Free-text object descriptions
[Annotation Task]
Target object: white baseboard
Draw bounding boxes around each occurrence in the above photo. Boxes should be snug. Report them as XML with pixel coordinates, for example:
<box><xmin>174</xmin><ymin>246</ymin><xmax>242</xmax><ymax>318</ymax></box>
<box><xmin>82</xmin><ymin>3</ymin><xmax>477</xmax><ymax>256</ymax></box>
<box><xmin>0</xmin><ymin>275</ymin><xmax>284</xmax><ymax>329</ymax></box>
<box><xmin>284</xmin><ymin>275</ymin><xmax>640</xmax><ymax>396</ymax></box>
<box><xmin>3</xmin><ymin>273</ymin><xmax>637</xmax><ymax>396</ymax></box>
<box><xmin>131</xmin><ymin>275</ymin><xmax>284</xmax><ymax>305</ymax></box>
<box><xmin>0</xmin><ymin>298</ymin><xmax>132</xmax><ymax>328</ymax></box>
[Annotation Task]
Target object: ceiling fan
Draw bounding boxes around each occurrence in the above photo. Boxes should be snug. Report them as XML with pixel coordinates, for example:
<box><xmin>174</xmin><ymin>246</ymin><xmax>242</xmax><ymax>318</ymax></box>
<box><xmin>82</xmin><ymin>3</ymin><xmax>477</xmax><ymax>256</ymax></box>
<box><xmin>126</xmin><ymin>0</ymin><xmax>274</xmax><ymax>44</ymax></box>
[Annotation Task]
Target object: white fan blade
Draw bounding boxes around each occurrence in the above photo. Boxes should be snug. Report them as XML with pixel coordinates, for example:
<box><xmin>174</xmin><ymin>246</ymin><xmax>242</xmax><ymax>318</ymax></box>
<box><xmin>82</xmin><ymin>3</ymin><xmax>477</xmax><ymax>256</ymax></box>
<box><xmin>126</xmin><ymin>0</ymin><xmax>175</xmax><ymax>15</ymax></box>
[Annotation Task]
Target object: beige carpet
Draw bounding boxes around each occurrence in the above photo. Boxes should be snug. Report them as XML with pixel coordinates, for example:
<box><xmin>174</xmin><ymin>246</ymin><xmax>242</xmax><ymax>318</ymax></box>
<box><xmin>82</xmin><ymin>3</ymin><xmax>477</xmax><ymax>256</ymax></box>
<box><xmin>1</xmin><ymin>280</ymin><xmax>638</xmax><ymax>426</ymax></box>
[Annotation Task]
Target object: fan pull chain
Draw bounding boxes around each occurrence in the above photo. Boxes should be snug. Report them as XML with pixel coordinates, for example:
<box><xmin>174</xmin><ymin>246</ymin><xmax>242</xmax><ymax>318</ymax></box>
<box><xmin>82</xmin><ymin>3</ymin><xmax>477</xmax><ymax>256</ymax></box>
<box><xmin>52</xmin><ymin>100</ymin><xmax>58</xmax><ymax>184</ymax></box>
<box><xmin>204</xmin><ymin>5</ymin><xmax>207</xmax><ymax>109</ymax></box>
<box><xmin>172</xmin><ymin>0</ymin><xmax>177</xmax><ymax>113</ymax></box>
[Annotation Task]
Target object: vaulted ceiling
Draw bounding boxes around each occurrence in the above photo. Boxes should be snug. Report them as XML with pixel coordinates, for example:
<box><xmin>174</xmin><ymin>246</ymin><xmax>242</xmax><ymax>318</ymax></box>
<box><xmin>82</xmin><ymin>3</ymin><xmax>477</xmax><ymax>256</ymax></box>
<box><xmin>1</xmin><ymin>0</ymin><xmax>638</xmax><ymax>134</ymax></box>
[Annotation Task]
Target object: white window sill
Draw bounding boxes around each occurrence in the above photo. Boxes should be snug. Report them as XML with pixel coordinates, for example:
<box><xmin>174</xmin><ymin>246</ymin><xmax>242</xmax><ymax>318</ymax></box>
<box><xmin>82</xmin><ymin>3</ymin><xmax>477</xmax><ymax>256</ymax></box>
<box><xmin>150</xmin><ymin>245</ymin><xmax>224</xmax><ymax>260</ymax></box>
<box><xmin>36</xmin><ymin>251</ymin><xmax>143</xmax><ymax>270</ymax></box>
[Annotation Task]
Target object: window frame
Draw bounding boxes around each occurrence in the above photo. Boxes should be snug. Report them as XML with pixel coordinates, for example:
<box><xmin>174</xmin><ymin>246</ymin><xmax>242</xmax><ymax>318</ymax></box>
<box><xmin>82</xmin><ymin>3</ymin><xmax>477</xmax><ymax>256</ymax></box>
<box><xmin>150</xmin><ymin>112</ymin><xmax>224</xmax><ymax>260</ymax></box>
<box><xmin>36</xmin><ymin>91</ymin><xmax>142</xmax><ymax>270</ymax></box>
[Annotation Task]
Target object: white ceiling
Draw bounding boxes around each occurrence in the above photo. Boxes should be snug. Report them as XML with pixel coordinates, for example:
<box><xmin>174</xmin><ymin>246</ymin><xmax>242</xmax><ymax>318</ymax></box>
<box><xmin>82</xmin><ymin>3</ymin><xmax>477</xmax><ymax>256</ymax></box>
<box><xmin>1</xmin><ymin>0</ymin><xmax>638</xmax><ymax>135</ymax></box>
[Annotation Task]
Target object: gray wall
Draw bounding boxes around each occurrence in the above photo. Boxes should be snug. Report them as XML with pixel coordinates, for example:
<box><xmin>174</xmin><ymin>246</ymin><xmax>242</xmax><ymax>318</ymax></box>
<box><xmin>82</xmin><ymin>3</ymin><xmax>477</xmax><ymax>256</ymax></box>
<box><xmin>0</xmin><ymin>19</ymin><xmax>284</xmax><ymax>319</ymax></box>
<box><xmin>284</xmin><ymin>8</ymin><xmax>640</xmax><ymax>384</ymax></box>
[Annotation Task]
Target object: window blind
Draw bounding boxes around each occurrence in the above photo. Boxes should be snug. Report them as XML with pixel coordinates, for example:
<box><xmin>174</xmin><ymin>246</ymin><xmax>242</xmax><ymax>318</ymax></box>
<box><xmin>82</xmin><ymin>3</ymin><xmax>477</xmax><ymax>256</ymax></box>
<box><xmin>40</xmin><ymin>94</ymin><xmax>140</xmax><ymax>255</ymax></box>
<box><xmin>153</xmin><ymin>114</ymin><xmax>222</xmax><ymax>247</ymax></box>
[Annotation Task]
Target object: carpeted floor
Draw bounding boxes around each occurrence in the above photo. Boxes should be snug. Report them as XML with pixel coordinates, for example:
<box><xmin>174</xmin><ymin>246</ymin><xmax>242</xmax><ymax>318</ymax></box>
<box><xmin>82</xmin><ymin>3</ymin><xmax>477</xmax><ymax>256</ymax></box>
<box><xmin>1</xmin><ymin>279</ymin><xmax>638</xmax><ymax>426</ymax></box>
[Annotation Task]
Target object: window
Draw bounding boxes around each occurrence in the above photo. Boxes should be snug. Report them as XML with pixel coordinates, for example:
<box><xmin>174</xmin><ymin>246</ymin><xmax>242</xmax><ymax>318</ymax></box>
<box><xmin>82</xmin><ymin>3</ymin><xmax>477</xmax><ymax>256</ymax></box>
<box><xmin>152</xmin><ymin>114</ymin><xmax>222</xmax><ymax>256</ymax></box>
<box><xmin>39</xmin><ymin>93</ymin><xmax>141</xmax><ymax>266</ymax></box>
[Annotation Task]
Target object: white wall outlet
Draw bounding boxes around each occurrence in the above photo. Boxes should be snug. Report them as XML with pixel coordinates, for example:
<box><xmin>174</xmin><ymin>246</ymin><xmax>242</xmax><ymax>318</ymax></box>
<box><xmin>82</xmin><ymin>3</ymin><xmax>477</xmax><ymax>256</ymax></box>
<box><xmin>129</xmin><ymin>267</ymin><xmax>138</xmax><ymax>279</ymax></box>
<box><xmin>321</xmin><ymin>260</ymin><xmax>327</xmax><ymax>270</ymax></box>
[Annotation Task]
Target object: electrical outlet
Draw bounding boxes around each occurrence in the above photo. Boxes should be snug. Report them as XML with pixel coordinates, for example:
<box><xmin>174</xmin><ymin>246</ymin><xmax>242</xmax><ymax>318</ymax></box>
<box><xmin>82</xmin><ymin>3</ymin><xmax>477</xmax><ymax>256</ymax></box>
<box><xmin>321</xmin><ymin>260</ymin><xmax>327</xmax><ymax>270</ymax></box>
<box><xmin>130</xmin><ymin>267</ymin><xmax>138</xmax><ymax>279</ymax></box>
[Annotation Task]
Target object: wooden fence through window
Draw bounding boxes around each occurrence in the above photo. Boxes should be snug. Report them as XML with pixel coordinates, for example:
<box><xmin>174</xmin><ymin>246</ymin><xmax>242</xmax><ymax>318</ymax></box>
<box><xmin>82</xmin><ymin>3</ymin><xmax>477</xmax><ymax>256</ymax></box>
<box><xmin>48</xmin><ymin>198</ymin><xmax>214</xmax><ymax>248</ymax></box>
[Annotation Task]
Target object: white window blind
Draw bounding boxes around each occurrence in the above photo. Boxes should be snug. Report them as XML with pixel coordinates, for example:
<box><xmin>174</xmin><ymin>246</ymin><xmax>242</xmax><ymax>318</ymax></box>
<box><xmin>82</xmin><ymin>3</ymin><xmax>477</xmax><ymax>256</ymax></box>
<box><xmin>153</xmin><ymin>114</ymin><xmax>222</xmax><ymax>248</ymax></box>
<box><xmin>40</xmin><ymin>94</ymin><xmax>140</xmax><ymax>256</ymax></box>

Required action » Read the data above and count the lines that include "window". Answer only with the count.

Written reply » 6